Example of a lung lesion detected by the AI Rad Companion Chest X-ray. Image A is the original X-Ray, B is the AI detection, and C is the CT scan confirming the lesion. Source: https://pmc.ncbi.nlm.nih.gov/articles/PMC9985819/

Lunit INSIGHT CXR

Lunit INSIGHT CXR was evaluated in a study published in the Quantitative Imaging in Medicine and Surgery Journal and was ranked among the top three deep learning tools for radiologist evaluations. It is also one of the most peer-reviewed tools I have found.

In a 2024 study by Arzamasov K., the model achieved 92% accuracy in identifying the probability of pathology in X-ray images and 78% accuracy when evaluated by experts—one of the best results among all the models assessed. While these results are very encouraging, they highlight that AI outputs still require confirmation by radiologist experts and are not a replacement for their expertise.

— WHAT YOU WILL DO —
- 1) According to the Lunit INSIGHT CXR section, what accuracy did the model reach when evaluated by experts in the 2024 study?
- 2) Update the Lunit INSIGHT CXR section from "Lunit INSIGHT CXR was" up to and including "for their expertise.", putting "widely tested" in place of "peer-reviewed".
- 3) Turn the paragraph of the Lunit INSIGHT CXR section that begins "In a 2024 study by Arzamasov K." into a short list of its main facts.
The items that come next have nothing to do with the text on AI chest X-ray tools.

— PROVIDED DATA —
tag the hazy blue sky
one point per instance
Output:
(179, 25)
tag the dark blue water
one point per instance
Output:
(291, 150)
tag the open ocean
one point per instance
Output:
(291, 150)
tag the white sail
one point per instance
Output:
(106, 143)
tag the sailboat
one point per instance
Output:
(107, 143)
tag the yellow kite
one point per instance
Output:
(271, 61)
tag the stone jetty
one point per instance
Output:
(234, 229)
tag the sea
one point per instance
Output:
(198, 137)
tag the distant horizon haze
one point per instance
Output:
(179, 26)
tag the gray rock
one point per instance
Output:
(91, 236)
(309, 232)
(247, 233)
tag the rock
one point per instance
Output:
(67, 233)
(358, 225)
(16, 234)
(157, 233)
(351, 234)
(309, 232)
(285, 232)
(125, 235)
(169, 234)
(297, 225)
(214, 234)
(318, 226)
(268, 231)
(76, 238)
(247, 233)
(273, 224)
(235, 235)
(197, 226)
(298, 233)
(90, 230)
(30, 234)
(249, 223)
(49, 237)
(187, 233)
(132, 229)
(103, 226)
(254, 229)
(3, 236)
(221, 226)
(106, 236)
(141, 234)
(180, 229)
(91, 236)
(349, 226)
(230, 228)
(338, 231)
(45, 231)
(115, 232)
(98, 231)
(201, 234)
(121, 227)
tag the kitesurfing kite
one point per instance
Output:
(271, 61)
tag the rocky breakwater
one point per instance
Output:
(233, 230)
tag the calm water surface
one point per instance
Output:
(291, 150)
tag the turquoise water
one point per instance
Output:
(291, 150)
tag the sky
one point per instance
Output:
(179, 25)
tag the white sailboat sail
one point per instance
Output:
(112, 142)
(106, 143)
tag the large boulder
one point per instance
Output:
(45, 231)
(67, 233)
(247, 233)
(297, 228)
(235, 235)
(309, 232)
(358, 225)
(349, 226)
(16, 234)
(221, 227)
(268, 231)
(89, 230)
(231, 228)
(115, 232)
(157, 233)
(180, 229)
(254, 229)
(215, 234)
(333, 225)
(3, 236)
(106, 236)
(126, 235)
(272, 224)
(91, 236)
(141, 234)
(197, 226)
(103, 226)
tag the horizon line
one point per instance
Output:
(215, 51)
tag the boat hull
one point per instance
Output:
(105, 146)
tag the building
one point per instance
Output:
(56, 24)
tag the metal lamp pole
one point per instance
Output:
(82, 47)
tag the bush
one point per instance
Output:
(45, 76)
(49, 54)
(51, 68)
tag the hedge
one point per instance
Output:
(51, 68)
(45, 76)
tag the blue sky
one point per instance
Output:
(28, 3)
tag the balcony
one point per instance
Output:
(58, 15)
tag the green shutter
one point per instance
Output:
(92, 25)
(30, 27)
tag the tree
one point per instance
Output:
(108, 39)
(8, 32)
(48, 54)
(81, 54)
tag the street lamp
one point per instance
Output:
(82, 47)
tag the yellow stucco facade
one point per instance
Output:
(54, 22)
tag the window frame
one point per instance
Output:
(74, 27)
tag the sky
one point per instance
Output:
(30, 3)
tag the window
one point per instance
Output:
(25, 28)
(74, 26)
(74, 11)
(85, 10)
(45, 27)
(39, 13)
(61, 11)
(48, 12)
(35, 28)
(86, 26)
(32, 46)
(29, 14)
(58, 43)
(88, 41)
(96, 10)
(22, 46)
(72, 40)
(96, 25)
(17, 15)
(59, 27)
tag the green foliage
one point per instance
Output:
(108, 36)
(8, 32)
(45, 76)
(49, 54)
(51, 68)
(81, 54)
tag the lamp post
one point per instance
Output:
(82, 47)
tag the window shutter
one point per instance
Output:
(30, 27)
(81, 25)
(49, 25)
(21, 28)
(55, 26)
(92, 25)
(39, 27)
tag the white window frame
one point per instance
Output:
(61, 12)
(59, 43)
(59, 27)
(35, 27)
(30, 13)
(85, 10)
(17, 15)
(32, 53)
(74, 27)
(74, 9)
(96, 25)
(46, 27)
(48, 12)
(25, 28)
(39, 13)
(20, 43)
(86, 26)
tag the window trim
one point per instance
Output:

* * *

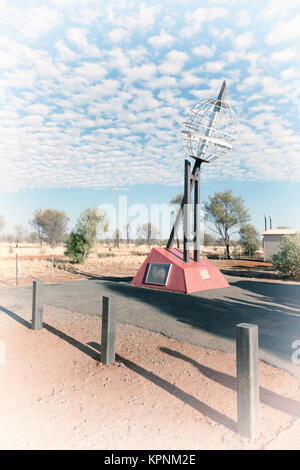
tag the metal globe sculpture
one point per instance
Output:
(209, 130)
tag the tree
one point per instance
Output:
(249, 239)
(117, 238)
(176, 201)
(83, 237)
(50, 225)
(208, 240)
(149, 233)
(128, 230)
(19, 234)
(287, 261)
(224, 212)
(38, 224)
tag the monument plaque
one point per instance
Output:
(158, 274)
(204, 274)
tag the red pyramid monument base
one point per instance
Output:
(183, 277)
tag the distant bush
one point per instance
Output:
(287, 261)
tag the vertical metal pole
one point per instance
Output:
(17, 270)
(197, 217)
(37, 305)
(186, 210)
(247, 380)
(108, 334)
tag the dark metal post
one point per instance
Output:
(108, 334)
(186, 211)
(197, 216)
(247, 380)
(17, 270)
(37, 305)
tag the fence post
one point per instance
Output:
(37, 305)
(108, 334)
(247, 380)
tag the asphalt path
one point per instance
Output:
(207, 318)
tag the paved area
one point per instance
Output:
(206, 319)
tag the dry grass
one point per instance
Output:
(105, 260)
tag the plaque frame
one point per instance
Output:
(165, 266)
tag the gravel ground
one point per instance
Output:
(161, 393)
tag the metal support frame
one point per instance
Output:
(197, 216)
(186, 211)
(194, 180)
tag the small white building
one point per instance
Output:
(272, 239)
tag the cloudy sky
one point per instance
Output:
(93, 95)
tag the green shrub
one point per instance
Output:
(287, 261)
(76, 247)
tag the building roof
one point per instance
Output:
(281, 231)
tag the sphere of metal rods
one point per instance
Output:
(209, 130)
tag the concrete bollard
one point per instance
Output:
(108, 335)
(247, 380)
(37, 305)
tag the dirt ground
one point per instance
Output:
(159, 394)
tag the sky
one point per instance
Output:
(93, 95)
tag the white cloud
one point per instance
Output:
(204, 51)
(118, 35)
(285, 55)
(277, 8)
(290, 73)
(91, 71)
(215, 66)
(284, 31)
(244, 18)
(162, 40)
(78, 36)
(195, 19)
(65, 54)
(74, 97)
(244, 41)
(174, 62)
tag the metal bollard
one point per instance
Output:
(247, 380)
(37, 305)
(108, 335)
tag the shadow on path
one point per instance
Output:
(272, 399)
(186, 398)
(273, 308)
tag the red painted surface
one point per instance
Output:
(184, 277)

— PROBLEM SOLUTIONS —
- 1) 78%

- 2)
Lunit INSIGHT CXR was evaluated in a study published in the Quantitative Imaging in Medicine and Surgery Journal and was ranked among the top three deep learning tools for radiologist evaluations. It is also one of the most widely tested tools I have found.

In a 2024 study by Arzamasov K., the model achieved 92% accuracy in identifying the probability of pathology in X-ray images and 78% accuracy when evaluated by experts—one of the best results among all the models assessed. While these results are very encouraging, they highlight that AI outputs still require confirmation by radiologist experts and are not a replacement for their expertise.

- 3)
- Source: a 2024 study by Arzamasov K.
- 92% accuracy in identifying the probability of pathology in X-ray images
- 78% accuracy when evaluated by experts, one of the best results among the models assessed
- AI outputs still require confirmation by radiologist experts and do not replace their expertise